PASSAGE |
━━━━━━━━
But even though the “headline” market indexes performed strongly, it was another difficult year for diversification as almost every other sub-asset class including small-caps, international, and value stocks which significantly underperformed the large-cap growth names – again for the second year in a row. It was not necessarily a “bad” year for these sectors with small caps up 6.4%, value stocks up 9.8%, and international stocks up 2.2%, but this paled in comparison to the 35% returns of large-cap growth stocks. And just like in 2023, only a small handful of the very largest tech and communication companies, the so-called Magnificent 7**, drove the lion’s share of the S&P returns last year, accounting for 73% of the market’s return in 2024 and 83% the year before. As we have highlighted previously, this has led to market concentration not seen since The Great Depression. Will the market broaden out in terms of better performance from the other 493 stocks in the S&P 500, or will AI and tech spending continue to grow these already large companies even larger? Nvidia’s market cap is already 15% of the United States GDP, a level not reached even by Cisco (5.5% of GDP) during the Dot Com bubble. One thing we know from history is that trees do not grow to the sky, and that these market concentration cycles tend to mean-revert over time. That does not necessarily mean the AI trend is over, it just means that many of these stocks are discounting increasingly lofty expectations which can be a recipe for downside risk if those expectations are not met.
━━━━━━━━
Point localization data

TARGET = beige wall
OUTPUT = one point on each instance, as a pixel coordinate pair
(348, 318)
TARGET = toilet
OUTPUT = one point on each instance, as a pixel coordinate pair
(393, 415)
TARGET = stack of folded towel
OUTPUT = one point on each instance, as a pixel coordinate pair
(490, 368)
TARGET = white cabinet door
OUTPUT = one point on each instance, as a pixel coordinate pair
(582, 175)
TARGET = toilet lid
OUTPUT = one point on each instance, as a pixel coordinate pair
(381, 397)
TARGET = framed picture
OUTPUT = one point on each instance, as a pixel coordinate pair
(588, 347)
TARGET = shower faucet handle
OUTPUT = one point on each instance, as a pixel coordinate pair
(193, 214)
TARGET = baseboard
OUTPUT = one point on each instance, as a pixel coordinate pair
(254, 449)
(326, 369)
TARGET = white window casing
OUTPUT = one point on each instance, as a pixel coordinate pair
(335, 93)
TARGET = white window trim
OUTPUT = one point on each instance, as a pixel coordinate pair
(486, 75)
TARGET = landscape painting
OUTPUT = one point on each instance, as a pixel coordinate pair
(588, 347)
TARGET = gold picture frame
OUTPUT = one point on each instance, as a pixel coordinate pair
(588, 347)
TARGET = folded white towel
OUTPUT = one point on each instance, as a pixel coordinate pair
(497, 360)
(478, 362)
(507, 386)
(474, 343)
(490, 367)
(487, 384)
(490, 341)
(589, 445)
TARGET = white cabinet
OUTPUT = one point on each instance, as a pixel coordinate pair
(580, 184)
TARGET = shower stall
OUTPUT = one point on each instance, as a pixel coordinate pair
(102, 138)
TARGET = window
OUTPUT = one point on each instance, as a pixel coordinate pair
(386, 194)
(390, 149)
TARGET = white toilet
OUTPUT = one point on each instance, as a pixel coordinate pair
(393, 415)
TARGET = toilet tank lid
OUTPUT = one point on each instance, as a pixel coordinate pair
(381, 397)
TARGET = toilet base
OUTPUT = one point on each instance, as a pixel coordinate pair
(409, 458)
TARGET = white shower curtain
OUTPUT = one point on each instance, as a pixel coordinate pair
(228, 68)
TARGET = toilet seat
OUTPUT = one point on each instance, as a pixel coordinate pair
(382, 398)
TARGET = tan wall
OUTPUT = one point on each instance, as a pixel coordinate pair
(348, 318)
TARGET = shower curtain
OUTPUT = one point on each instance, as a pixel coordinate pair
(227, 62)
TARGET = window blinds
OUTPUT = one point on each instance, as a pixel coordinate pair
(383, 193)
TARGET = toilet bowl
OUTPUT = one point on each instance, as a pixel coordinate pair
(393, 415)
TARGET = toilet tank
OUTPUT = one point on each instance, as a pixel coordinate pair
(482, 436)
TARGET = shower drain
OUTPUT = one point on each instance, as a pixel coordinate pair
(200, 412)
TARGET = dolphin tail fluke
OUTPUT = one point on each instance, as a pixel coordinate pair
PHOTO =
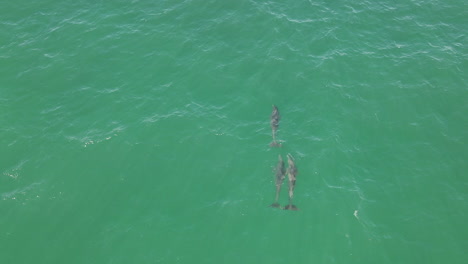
(291, 207)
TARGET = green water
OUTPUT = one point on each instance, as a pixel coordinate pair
(138, 131)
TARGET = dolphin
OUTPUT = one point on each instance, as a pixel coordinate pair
(274, 123)
(291, 172)
(280, 171)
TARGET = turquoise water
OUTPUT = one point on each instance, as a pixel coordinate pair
(138, 131)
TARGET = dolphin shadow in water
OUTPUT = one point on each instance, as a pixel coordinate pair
(274, 123)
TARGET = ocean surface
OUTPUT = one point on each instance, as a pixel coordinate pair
(139, 131)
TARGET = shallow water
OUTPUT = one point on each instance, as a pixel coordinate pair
(138, 132)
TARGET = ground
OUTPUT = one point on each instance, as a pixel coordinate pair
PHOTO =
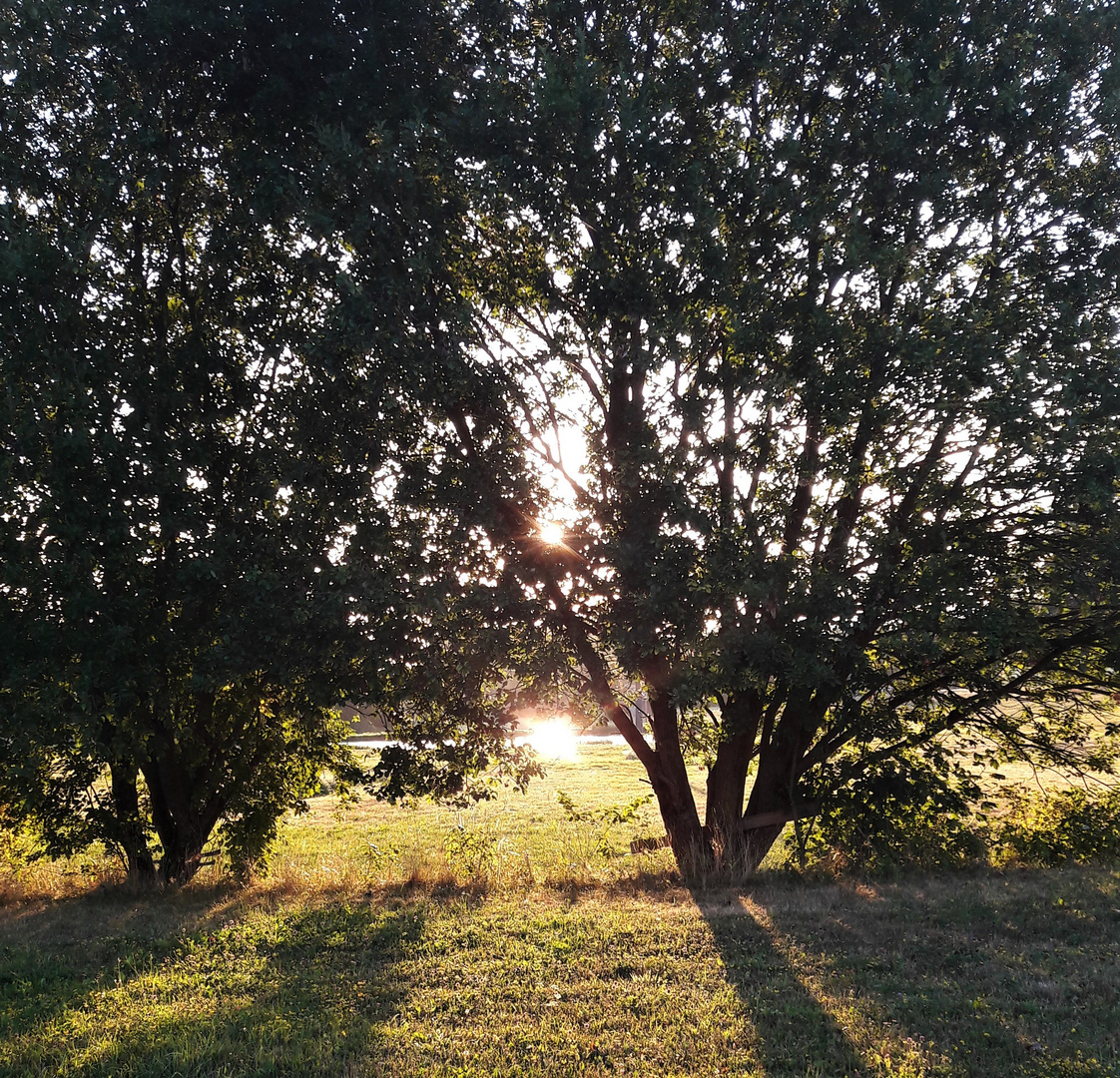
(510, 940)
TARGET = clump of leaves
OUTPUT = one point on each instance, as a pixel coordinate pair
(1058, 828)
(602, 820)
(899, 812)
(471, 850)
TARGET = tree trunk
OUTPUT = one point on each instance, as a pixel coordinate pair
(773, 792)
(670, 781)
(182, 822)
(141, 867)
(727, 781)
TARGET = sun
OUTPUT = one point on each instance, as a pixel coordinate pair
(554, 739)
(550, 532)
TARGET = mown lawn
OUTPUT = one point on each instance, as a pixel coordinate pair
(556, 955)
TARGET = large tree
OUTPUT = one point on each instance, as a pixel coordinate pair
(830, 292)
(226, 248)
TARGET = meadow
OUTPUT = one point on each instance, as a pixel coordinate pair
(517, 938)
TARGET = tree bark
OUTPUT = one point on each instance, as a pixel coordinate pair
(140, 865)
(670, 781)
(182, 822)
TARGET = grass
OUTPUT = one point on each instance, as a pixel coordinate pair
(384, 943)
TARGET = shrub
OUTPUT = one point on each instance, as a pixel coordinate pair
(1057, 828)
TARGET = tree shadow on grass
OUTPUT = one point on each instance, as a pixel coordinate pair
(954, 978)
(796, 1035)
(289, 993)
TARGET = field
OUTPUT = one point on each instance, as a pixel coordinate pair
(513, 940)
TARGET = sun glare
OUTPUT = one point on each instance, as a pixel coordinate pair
(554, 739)
(550, 532)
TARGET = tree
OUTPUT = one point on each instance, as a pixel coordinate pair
(832, 293)
(223, 257)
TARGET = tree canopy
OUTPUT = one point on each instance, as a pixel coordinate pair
(226, 252)
(830, 291)
(309, 303)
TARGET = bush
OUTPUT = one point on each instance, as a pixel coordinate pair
(1058, 828)
(900, 813)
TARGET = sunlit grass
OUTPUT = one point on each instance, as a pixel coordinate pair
(511, 939)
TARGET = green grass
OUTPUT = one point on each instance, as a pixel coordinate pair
(373, 948)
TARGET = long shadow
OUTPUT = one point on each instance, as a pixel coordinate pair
(972, 986)
(796, 1034)
(281, 994)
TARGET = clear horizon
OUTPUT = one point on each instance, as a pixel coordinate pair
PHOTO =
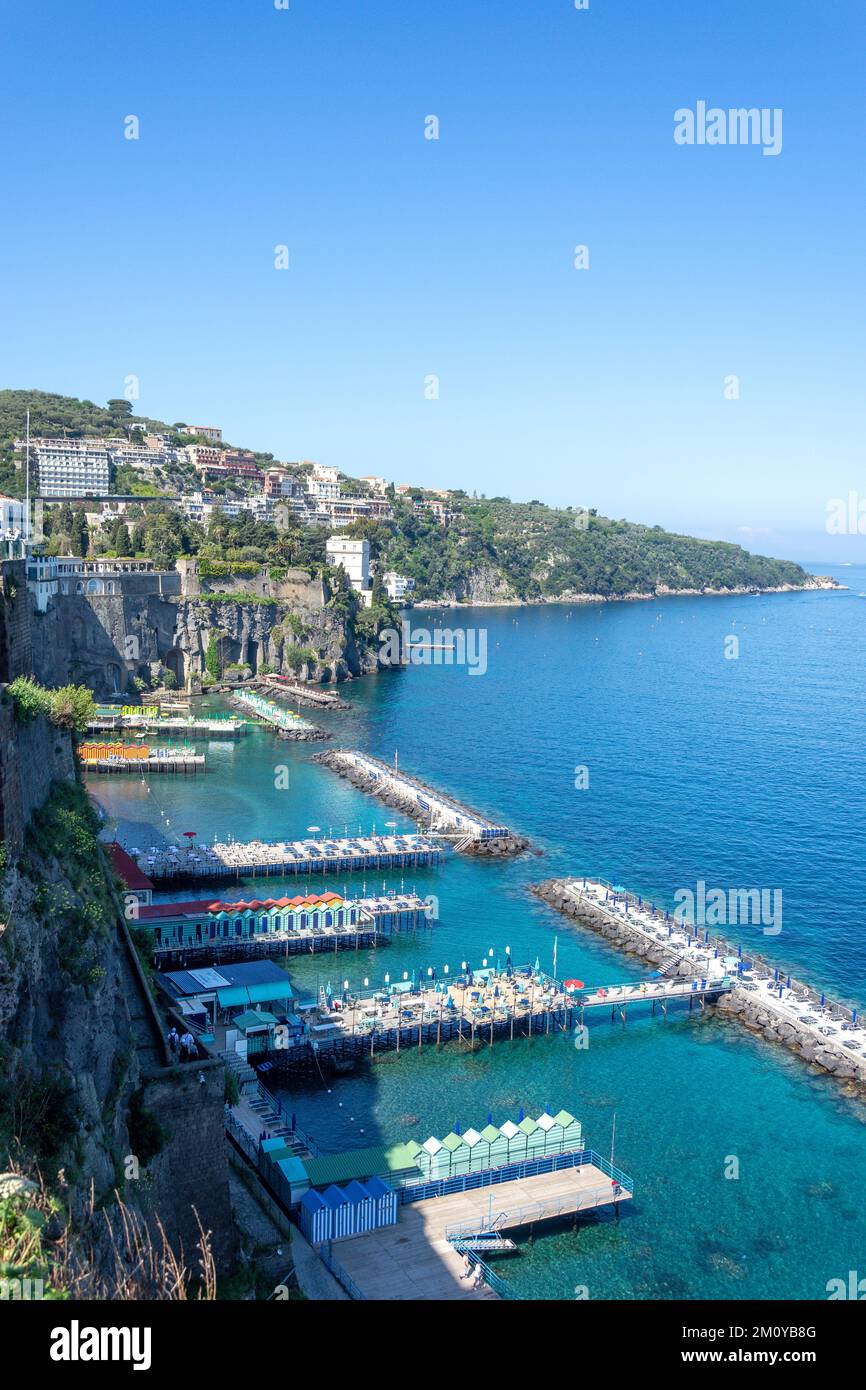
(409, 257)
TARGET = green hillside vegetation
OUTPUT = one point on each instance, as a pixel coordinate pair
(524, 551)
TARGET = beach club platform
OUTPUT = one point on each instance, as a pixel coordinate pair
(260, 859)
(420, 1258)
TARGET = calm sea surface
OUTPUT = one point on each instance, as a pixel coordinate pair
(740, 773)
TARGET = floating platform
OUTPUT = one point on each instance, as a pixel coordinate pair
(260, 859)
(470, 831)
(421, 1257)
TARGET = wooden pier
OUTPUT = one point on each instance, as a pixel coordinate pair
(178, 763)
(284, 720)
(216, 729)
(262, 859)
(419, 1257)
(471, 1015)
(376, 929)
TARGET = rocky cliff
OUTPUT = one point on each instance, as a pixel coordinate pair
(106, 640)
(85, 1094)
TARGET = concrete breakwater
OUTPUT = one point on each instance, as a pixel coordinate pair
(763, 997)
(470, 830)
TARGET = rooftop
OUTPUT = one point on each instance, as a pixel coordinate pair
(127, 869)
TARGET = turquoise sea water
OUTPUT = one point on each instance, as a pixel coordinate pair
(741, 773)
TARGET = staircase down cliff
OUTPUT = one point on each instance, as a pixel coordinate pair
(86, 1098)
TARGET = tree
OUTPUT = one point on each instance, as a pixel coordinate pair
(79, 538)
(213, 659)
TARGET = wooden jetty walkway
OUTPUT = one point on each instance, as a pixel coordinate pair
(260, 859)
(305, 694)
(473, 1014)
(470, 830)
(421, 1257)
(284, 720)
(154, 761)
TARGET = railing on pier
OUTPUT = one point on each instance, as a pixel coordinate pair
(491, 1278)
(512, 1172)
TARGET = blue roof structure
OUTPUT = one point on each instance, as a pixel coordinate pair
(262, 980)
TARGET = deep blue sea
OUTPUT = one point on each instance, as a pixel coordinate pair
(745, 772)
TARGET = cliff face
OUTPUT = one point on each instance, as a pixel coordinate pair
(85, 1096)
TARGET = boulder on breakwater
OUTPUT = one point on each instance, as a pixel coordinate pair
(740, 1002)
(494, 848)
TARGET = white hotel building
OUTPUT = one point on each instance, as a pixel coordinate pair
(355, 559)
(71, 467)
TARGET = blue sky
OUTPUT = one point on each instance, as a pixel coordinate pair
(453, 257)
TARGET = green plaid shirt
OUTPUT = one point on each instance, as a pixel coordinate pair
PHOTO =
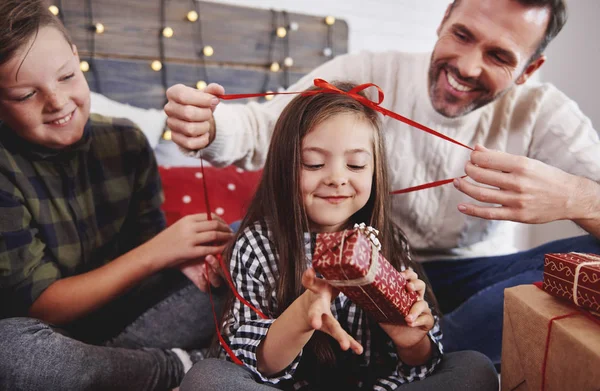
(64, 213)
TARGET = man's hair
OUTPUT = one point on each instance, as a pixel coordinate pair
(20, 22)
(556, 21)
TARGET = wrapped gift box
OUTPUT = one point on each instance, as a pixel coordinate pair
(569, 272)
(351, 261)
(574, 345)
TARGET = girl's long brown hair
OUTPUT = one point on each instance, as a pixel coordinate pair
(278, 200)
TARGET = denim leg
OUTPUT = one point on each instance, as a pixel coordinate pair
(471, 292)
(459, 371)
(36, 357)
(183, 320)
(214, 374)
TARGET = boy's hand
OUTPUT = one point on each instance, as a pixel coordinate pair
(196, 271)
(191, 238)
(190, 115)
(419, 320)
(317, 304)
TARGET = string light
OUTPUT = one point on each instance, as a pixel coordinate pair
(99, 27)
(192, 16)
(156, 65)
(84, 66)
(281, 32)
(168, 32)
(208, 51)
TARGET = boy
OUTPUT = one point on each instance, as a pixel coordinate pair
(90, 294)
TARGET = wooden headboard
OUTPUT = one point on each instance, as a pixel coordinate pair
(244, 42)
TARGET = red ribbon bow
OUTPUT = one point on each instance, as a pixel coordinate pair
(324, 87)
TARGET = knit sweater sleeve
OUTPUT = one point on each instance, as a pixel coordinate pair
(243, 131)
(563, 136)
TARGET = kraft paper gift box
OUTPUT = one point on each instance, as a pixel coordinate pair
(574, 277)
(351, 261)
(573, 359)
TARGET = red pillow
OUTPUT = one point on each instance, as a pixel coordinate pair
(230, 190)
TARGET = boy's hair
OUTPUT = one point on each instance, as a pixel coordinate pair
(278, 200)
(21, 21)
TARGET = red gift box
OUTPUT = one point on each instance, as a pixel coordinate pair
(351, 261)
(575, 277)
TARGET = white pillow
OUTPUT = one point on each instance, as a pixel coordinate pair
(150, 121)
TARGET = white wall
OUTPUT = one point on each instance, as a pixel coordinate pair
(376, 25)
(572, 65)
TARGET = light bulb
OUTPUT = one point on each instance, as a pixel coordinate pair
(168, 32)
(84, 66)
(208, 51)
(156, 65)
(192, 16)
(281, 32)
(99, 28)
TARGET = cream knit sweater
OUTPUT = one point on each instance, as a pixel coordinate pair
(537, 121)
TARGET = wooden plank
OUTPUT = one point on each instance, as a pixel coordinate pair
(239, 35)
(135, 83)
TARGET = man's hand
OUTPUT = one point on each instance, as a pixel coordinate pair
(190, 115)
(526, 190)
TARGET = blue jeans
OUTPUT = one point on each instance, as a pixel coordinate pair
(471, 292)
(124, 346)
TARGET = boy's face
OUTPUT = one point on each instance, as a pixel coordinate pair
(47, 100)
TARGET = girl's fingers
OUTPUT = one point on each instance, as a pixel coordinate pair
(417, 309)
(425, 320)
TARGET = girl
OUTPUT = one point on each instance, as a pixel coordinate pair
(325, 171)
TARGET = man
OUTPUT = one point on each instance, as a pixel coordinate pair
(92, 294)
(539, 164)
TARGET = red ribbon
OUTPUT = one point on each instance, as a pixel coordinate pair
(324, 87)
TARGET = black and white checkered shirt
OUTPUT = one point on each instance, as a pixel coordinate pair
(254, 271)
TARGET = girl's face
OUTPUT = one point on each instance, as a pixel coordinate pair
(47, 100)
(337, 170)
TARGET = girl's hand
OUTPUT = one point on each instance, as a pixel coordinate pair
(317, 305)
(419, 320)
(191, 238)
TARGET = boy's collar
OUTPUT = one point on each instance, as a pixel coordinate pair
(34, 151)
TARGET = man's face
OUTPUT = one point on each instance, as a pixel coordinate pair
(483, 49)
(47, 100)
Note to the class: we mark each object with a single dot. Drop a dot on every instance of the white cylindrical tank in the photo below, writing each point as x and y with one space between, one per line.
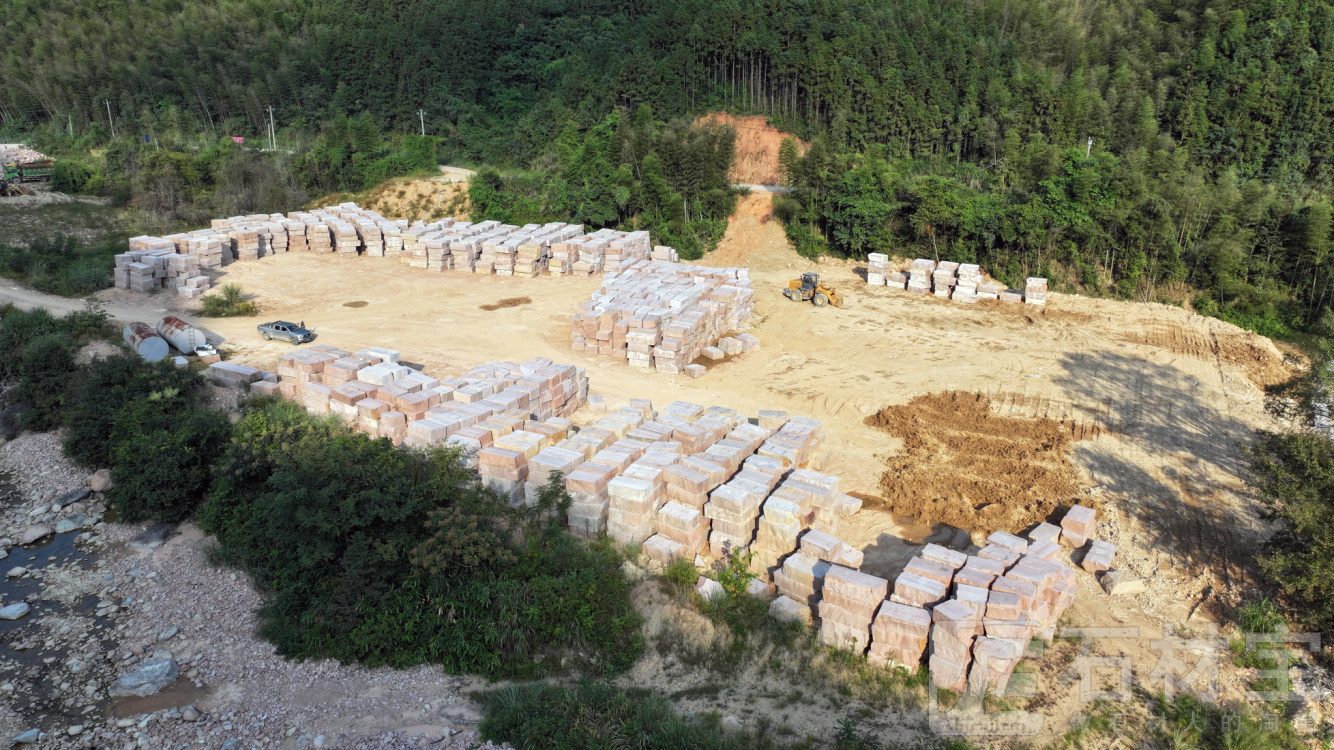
146 342
180 334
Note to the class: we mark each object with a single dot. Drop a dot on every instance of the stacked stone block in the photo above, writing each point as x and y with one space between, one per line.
849 602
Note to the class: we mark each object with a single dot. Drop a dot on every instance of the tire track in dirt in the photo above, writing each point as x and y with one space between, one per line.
1258 356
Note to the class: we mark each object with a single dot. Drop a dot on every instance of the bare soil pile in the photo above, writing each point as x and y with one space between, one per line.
1255 354
757 147
965 466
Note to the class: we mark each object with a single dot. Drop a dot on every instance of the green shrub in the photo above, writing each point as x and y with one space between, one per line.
1187 722
681 574
43 374
1261 617
16 332
60 264
1294 475
228 303
72 176
387 557
594 715
160 454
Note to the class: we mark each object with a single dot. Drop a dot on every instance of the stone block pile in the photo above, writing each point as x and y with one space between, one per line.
152 264
691 481
447 244
664 315
969 617
961 282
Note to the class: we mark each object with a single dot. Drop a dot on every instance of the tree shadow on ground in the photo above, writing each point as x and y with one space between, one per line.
1159 409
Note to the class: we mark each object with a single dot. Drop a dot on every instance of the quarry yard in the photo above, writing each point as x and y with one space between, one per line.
1154 402
949 422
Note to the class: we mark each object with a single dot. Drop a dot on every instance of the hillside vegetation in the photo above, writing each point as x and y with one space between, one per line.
957 128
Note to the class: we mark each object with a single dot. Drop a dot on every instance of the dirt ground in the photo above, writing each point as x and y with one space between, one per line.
1158 403
969 467
1165 421
757 147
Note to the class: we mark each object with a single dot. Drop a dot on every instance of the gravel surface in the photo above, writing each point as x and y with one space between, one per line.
107 603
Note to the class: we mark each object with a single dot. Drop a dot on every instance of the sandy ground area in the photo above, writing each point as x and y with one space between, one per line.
1159 402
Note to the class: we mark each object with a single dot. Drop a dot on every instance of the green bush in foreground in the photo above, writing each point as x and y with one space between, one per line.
387 557
1294 475
592 715
99 393
230 302
43 372
160 454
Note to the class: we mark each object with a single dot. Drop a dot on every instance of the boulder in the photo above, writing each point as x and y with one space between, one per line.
72 522
154 538
70 498
100 481
34 533
15 611
148 679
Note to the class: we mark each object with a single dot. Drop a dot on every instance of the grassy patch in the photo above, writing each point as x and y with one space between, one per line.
230 302
60 264
596 715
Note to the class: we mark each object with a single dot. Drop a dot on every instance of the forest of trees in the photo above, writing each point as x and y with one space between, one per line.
957 127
━━━━━━━━
TASK OBJECTIVE | Pick up the passage on stock market concentration after its final sentence and carry it further. These lines have no connection to the passage about stock market performance.

WRITTEN RESPONSE |
One of the surprises of the year was that equity valuations, particularly in the large-cap growth segment, continued to expand even in the face of higher long-term interest rates. The ten-year treasury yield went from 3.8% at the beginning of 2024 to end the year at 4.6%, and yet valuation multiples expanded by over 10% throughout the year. This is not typical, as growth stocks are particularly sensitive to higher interest rates. Empirically, we see this play out in the below chart where value stocks tend to perform on par with or better than growth stocks when the 10-year yield sits at 4.0% or higher.
Whether performance begins to broaden out to other sectors or not, the fundamentals of the economy and market appear strong. Jobs data is relatively robust with expanding job growth accompanied by solid wage gains. Corporate earnings are expected to accelerate to 14% in 2025, which, if attained, would be the fastest in 14 years. Tax policy, along with lower regulations and increased energy production from the new administration, should be tailwinds for corporate earnings. Finally, consumer balance sheets are still relatively healthy and confidence is on the upswing.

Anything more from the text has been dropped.